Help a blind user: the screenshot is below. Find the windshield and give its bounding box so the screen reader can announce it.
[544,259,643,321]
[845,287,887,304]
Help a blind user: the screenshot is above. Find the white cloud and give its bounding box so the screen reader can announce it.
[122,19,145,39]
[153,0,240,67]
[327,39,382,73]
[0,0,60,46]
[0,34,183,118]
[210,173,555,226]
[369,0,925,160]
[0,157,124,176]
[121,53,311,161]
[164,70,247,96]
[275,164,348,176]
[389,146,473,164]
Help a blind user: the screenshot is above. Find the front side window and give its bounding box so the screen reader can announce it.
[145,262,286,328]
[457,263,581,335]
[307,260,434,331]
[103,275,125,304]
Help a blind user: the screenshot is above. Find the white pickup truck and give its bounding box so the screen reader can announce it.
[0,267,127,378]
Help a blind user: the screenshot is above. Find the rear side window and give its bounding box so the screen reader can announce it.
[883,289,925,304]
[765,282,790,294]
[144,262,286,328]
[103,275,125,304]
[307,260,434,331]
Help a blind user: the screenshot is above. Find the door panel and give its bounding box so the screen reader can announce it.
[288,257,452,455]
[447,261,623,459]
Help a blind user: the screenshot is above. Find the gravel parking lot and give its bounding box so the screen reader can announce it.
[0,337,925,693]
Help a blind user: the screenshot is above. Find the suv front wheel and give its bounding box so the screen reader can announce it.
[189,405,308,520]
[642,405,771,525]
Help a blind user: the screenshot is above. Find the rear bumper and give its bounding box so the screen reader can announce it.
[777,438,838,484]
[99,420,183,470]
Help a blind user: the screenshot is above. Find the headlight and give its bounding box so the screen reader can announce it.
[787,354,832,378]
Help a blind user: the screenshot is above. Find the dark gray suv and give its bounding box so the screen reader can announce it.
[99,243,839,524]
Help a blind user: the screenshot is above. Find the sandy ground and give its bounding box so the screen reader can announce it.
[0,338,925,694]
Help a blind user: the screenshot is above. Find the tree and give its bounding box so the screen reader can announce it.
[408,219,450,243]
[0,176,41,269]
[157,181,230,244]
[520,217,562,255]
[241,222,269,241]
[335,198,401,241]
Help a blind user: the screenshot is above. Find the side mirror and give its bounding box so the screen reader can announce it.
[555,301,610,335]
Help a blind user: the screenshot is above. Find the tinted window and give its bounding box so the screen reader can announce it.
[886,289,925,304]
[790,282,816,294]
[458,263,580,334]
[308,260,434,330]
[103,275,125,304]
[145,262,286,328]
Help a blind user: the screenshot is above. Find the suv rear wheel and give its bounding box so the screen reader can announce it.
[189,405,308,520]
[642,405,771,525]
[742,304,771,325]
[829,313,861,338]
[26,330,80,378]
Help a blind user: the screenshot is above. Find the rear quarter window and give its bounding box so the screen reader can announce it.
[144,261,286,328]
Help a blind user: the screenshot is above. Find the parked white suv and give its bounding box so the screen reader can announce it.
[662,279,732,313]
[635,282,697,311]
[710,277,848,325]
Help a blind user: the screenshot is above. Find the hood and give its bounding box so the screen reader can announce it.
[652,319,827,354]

※

Rewrite everything in the material from the line containing "Help a blind user: the screenshot is above. Find the gravel" down to the line containing "[144,261,286,328]", both ends included. Add -92 to every bounding-box coordinate and keep all other lines as they are.

-- Completed exercise --
Help a blind user: the screenshot is above. Find the gravel parking lot and give its bounding box so the screen reader can announce it.
[-92,245,833,601]
Help a blind user: the screenshot is above. Find the suv front wheel and give its bounding box so the screen reader can announce it.
[97,313,216,428]
[550,313,679,433]
Help a blind user: the screenshot is above. Find the rear bumper and give its bounding box so the screen reader can announce it.
[685,346,746,392]
[7,328,91,378]
Help a blind user: the screenshot is above. Find the headlight and give its bounding box so the screen reader can announce it.
[695,262,740,286]
Help a blind user: the screenshot is above. Find the dark gray suv and give its bounding box so the screen reader can announce it.
[7,151,747,432]
Help a blind user: the screenshot is above. Find the sandy ground and give its bounding box so the screen reader can announce it.
[-92,246,833,602]
Help a blind user: the screenshot is above. Find the tree and give its bounding box so the screen reader can announce it.
[316,127,358,151]
[-92,84,-51,177]
[65,89,138,152]
[428,125,470,163]
[149,130,177,149]
[243,106,309,149]
Help a blind user: the screenshot is above. Find the side mirror and give its bounding box so the screen reader can announce it.
[463,209,518,243]
Help a blind user: the screenshot is above. Find the tinted window and give its bounding box so the screen reader can announce it.
[794,197,833,212]
[698,190,724,202]
[366,171,488,242]
[216,168,342,238]
[11,183,33,212]
[53,170,194,236]
Help a blind user: the screenshot is above. Find the suv rear wheel and give its bounding box so the screen reader can announce it.
[97,313,216,428]
[550,313,679,433]
[650,212,679,233]
[737,221,769,246]
[-66,238,-12,286]
Help a blind user: the screenshot is above. Find the rear quarter window and give its bounding box so the screen reader can announce it.
[52,169,194,236]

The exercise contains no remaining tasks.